También trabaja en el colegio Claustro Moderno, donde toma fotografías acompañado de Alcira. Le gusta la energía de los niños, su entusiasmo por la vida y también sus propios mundos imaginarios. Pero en sus tiempos libres recuerda su vida en El Espectador, porque fue “toda una vida”. Treinta y seis años en los que vivió en carne propia las transformaciones del medio, el cambio de directores, de sedes, de formatos. Su trayectoria en el periódico lo llevó a ser premiado con una medalla que tiene guardada en su estudio. Me la muestra. Está en un estuche café y su color dorado brilla. Está intacta. Ya lleva 16 años de pensionado y cuando relata su despedida de El Espectador su expresión alegre de siempre se desvanece, se tensiona y su cara se entristece.

-Salí pensionado de El Espectador en julio de 2003.

Pronuncia esa fecha y se le escurren las lágrimas. Intenta seguir con el relato, pero le tiembla la voz. De El Espectador aprendió lo que es vivir: las decepciones, las emociones, los triunfos y las derrotas. De las palabras y el ejemplo de don Guillermo Cano entendió la importancia de la independencia. A él se dirige como “mi papá”. Porque fue él quien lo crió, le enseñó mucho de lo que sabe y por eso dice que el 17 de diciembre de 1986 quedó huérfano. Los dos aprendían en silencio y hasta el día de hoy Carranza guarda muchos secretos que compartió con su director. Cuando el cuerpo del periodista descansaba en el Jardín de los Recuerdos, el ‘Patojo’ madrugaba a llevarle flores de manera incógnita, y una vez más compartían en silencio. Allí el fotógrafo retomaba fuerzas y convicciones para seguir adelante. Y así, continúa viviendo por y para la fotografía. Continúa siendo un devoto de la imagen. Su vida, como las fotografías, discurren su memoria a blanco y negro, o a veces a color, al recordar su trayectoria como reportero gráfico.

------------------------------

> [EJERCICIO ESCRITO 1] Transcribe el texto completo sin cambiar nada.
> [EJERCICIO ESCRITO 2] Busca en los registros cada línea que contenga la palabra "left" y cópiala entera. Las mayúsculas y minúsculas cuentan.

> [DATOS DE ENTRADA]
------------------------------

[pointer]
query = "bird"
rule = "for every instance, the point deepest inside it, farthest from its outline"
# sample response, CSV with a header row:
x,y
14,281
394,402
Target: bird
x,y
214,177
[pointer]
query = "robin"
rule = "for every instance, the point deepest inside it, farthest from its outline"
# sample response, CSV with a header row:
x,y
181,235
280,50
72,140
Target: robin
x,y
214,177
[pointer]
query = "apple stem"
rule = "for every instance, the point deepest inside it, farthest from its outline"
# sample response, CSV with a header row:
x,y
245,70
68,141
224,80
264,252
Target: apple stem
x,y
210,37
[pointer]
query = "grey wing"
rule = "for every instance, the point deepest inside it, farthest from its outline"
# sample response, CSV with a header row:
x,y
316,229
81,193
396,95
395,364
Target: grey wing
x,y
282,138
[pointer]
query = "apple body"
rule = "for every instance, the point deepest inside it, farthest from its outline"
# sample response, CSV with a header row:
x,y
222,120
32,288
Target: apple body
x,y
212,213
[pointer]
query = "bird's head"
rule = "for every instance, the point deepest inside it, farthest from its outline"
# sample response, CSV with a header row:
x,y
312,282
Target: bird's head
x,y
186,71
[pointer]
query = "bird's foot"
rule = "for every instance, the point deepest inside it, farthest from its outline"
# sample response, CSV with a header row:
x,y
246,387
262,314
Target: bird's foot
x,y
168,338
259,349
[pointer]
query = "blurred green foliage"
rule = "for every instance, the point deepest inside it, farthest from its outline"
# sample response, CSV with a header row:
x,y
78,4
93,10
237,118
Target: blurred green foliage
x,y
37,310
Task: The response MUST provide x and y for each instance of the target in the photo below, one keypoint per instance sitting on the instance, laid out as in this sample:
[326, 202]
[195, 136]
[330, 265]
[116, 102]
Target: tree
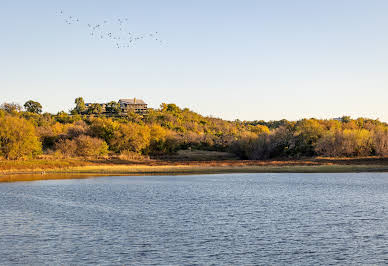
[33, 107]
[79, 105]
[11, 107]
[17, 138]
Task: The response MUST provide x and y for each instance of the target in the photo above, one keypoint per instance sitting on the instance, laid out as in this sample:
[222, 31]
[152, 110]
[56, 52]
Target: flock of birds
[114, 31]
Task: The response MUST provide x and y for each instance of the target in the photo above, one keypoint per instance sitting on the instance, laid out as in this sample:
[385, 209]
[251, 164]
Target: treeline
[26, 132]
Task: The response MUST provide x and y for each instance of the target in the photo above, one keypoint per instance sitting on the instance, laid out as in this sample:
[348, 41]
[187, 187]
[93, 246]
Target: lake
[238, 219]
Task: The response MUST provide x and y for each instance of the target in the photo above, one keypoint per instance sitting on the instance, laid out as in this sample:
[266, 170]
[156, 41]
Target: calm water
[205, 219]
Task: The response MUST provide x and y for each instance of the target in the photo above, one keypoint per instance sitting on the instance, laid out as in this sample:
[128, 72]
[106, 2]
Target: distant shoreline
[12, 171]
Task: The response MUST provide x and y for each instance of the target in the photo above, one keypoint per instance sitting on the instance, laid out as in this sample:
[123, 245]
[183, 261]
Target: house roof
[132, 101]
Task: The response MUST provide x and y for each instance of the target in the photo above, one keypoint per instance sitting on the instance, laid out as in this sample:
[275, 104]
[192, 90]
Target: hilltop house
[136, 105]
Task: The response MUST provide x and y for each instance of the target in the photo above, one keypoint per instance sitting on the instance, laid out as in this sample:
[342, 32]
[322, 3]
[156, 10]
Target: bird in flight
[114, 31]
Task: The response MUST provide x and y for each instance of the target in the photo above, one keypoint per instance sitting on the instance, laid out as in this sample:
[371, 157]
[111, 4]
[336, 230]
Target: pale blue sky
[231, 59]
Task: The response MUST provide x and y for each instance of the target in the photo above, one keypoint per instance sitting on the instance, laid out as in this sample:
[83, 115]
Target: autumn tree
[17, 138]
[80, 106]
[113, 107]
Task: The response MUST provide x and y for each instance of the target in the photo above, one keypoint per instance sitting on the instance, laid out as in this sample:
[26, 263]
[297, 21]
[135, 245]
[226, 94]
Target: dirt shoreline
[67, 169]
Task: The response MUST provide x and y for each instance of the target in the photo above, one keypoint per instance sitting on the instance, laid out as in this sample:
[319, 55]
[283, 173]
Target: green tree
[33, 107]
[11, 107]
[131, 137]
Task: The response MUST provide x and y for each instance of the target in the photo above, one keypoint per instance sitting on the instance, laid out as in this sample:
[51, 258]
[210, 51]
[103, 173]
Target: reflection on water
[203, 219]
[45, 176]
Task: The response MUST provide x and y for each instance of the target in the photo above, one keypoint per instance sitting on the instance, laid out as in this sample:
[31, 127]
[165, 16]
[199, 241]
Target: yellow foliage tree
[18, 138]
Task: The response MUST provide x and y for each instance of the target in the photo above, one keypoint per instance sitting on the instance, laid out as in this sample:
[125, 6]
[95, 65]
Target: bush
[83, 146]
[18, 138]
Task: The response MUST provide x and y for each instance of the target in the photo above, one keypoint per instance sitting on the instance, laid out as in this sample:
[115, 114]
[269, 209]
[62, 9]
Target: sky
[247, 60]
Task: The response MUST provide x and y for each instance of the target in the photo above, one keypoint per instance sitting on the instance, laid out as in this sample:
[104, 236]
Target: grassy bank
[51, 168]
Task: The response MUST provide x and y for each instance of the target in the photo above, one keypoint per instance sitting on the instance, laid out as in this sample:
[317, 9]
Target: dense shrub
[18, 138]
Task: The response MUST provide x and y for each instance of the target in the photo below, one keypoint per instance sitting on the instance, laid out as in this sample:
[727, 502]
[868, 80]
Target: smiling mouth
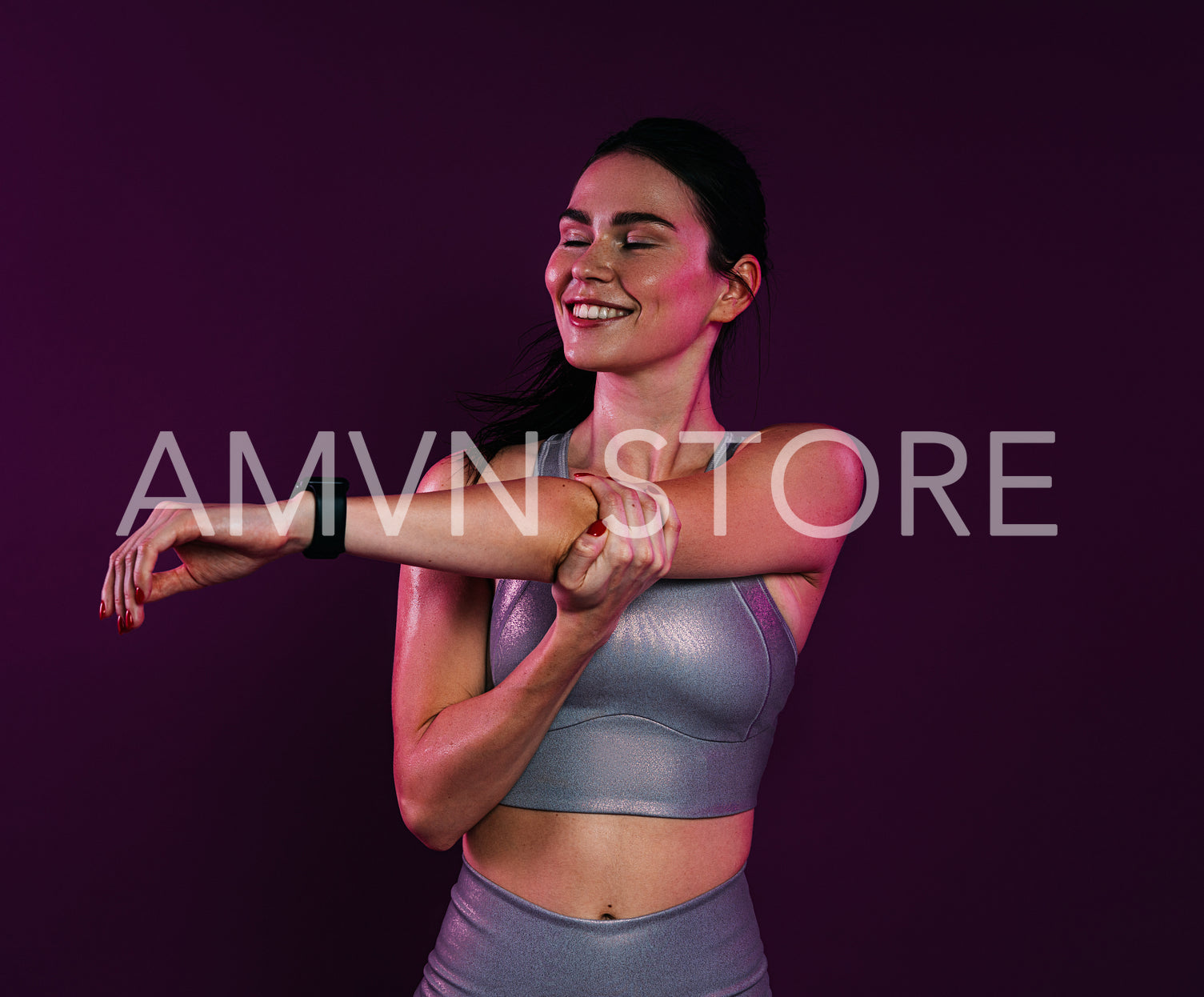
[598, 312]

------------------------------

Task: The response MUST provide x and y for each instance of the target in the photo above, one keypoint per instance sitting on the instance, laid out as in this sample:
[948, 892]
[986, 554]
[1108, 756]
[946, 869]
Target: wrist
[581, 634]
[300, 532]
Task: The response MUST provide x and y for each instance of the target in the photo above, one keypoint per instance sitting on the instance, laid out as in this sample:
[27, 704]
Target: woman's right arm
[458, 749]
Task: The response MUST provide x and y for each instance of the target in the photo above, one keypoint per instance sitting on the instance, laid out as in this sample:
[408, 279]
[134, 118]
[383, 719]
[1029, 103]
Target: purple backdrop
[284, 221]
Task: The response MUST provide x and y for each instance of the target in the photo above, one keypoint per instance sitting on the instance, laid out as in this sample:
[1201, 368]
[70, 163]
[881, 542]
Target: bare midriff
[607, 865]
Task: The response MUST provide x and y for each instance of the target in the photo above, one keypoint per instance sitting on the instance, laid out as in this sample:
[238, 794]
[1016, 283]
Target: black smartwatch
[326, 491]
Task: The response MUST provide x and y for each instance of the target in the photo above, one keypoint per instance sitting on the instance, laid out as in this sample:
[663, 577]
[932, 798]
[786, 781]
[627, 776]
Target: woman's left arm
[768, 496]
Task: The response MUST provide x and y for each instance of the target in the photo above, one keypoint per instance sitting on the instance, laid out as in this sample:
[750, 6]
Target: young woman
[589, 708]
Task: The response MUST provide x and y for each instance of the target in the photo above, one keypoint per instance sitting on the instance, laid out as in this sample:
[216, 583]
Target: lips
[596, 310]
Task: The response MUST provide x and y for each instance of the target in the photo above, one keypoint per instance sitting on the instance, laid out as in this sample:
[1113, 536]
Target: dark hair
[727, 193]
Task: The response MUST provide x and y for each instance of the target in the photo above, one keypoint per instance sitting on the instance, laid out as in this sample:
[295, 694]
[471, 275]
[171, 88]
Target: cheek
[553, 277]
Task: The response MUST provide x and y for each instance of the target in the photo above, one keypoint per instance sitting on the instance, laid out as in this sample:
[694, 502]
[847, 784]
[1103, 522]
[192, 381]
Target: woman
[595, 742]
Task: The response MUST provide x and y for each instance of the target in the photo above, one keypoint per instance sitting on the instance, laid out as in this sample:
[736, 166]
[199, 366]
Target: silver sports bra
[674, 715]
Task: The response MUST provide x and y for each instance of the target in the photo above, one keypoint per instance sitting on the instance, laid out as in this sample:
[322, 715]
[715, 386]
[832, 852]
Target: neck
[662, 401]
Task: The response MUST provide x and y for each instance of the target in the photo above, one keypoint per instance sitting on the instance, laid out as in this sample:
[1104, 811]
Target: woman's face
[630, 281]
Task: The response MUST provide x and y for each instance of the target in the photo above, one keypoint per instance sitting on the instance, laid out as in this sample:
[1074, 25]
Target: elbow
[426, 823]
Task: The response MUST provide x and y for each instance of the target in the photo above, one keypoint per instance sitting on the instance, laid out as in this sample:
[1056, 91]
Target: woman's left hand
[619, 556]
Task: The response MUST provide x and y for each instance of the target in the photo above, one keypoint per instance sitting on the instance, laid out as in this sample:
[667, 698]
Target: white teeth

------------------------------

> [SOLUCIÓN 1]
También trabaja en el colegio Claustro Moderno, donde toma fotografías acompañado de Alcira. Le gusta la energía de los niños, su entusiasmo por la vida y también sus propios mundos imaginarios. Pero en sus tiempos libres recuerda su vida en El Espectador, porque fue “toda una vida”. Treinta y seis años en los que vivió en carne propia las transformaciones del medio, el cambio de directores, de sedes, de formatos. Su trayectoria en el periódico lo llevó a ser premiado con una medalla que tiene guardada en su estudio. Me la muestra. Está en un estuche café y su color dorado brilla. Está intacta. Ya lleva 16 años de pensionado y cuando relata su despedida de El Espectador su expresión alegre de siempre se desvanece, se tensiona y su cara se entristece.

-Salí pensionado de El Espectador en julio de 2003.

Pronuncia esa fecha y se le escurren las lágrimas. Intenta seguir con el relato, pero le tiembla la voz. De El Espectador aprendió lo que es vivir: las decepciones, las emociones, los triunfos y las derrotas. De las palabras y el ejemplo de don Guillermo Cano entendió la importancia de la independencia. A él se dirige como “mi papá”. Porque fue él quien lo crió, le enseñó mucho de lo que sabe y por eso dice que el 17 de diciembre de 1986 quedó huérfano. Los dos aprendían en silencio y hasta el día de hoy Carranza guarda muchos secretos que compartió con su director. Cuando el cuerpo del periodista descansaba en el Jardín de los Recuerdos, el ‘Patojo’ madrugaba a llevarle flores de manera incógnita, y una vez más compartían en silencio. Allí el fotógrafo retomaba fuerzas y convicciones para seguir adelante. Y así, continúa viviendo por y para la fotografía. Continúa siendo un devoto de la imagen. Su vida, como las fotografías, discurren su memoria a blanco y negro, o a veces a color, al recordar su trayectoria como reportero gráfico.

> [SOLUCIÓN 2]
Target: woman's left arm
Target: woman's left hand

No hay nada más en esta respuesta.